DOCUMENT PASSAGE =
....

Purpose: Previous studies on human RPE morphology determined spatial differences in density: a higher density of RPE cells in the macula region with decreasing density peripherally. The aim of our study was to analyze the normal cell morphometry of the RPE in the human eye using modern computational methods with significant accuracy and objectivity.

Methods: Cadaveric non-diseased human donor eyes (n=3) harvested less than 6h postmortem were microdissected to obtain a strip of RPE from the optic nerve along the macula to the ora. The RPE was flatmounted, stained with AF635-phalloidin and propidium iodide, then imaged by confocal microscopy. Images were photomerged using Photoshop CS2, then analyzed for parameters such as cell density and area, eccentricity, form factor, and topology, using ImageJ (NIH) and CellProfiler software (Broad Institute, MA). The methods used in this study allow reproducible, clear and consistent analysis of RPE cells.

Results: Cell density was consistently significantly higher at the macula compared to the periphery (p<0.05), with a marked change close to the periphery. RPE cells in the macular region were found to have a very regular, predominantly hexagonal array, with the RPE maintaining this structure in the mid-periphery despite increasing cell size. The far periphery showed marked irregularity in RPE cell shape and size, and the difference from macula to periphery was significant for all three measures (p<0.05), based on measurements of eccentricity, form factor and topology. For all three eyes a clear trend was seen from the macula to periphery, which was found to be significant for all parameters.

....

DATA EXTRACT =
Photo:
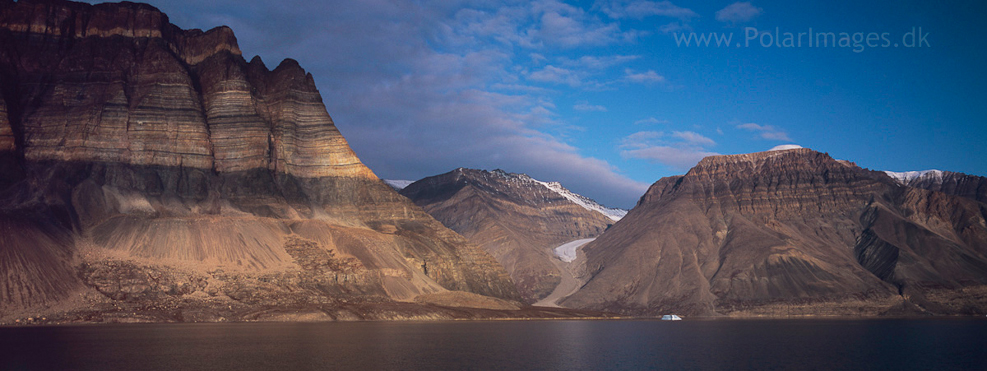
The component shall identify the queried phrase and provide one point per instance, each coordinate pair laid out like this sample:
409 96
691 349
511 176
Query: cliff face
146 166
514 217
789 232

....

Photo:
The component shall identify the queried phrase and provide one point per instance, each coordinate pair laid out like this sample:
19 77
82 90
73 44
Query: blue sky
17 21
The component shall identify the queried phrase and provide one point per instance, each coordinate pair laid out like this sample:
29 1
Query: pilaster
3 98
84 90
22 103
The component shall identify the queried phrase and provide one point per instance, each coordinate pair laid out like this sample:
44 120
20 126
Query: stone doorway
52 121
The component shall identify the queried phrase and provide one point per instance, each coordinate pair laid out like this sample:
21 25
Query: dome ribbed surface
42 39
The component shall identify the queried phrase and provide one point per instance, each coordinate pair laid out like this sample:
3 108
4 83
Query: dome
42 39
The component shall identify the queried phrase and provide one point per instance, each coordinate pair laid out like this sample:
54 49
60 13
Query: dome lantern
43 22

....

EXERCISE SET =
a - Return the passage of the RPE abstract that starts at "Results: Cell density" and ends at "for all parameters.".
b - Answer these questions from the RPE abstract:
(i) How many donor eyes were studied?
(ii) Which two stains were applied to the flatmounted RPE?
(iii) Which region showed marked irregularity in RPE cell shape and size?
c - Extend the RPE abstract past its final sentence.

YOUR RESPONSES =
a -
Results: Cell density was consistently significantly higher at the macula compared to the periphery (p<0.05), with a marked change close to the periphery. RPE cells in the macular region were found to have a very regular, predominantly hexagonal array, with the RPE maintaining this structure in the mid-periphery despite increasing cell size. The far periphery showed marked irregularity in RPE cell shape and size, and the difference from macula to periphery was significant for all three measures (p<0.05), based on measurements of eccentricity, form factor and topology. For all three eyes a clear trend was seen from the macula to periphery, which was found to be significant for all parameters.

b -
(i) Three.
(ii) AF635-phalloidin and propidium iodide.
(iii) The far periphery.

c -
Conclusions: A progressive change in the morphology of the RPE cells can clearly be seen from the macula to the periphery. The higher density of RPE cells in the macular region may be necessary to support the requirements of the retina and increased cone density. A sudden increase in cell size and eccentricity was seen at the periphery, suggesting a different environment and/or function. Further research includes a larger sample size, and the use of computer modeling to look at tension forces, to better understand changes at the periphery compared to the macular region. Understanding normal RPE morphology will help to better recognize and understand RPE morphology in pathologic conditions.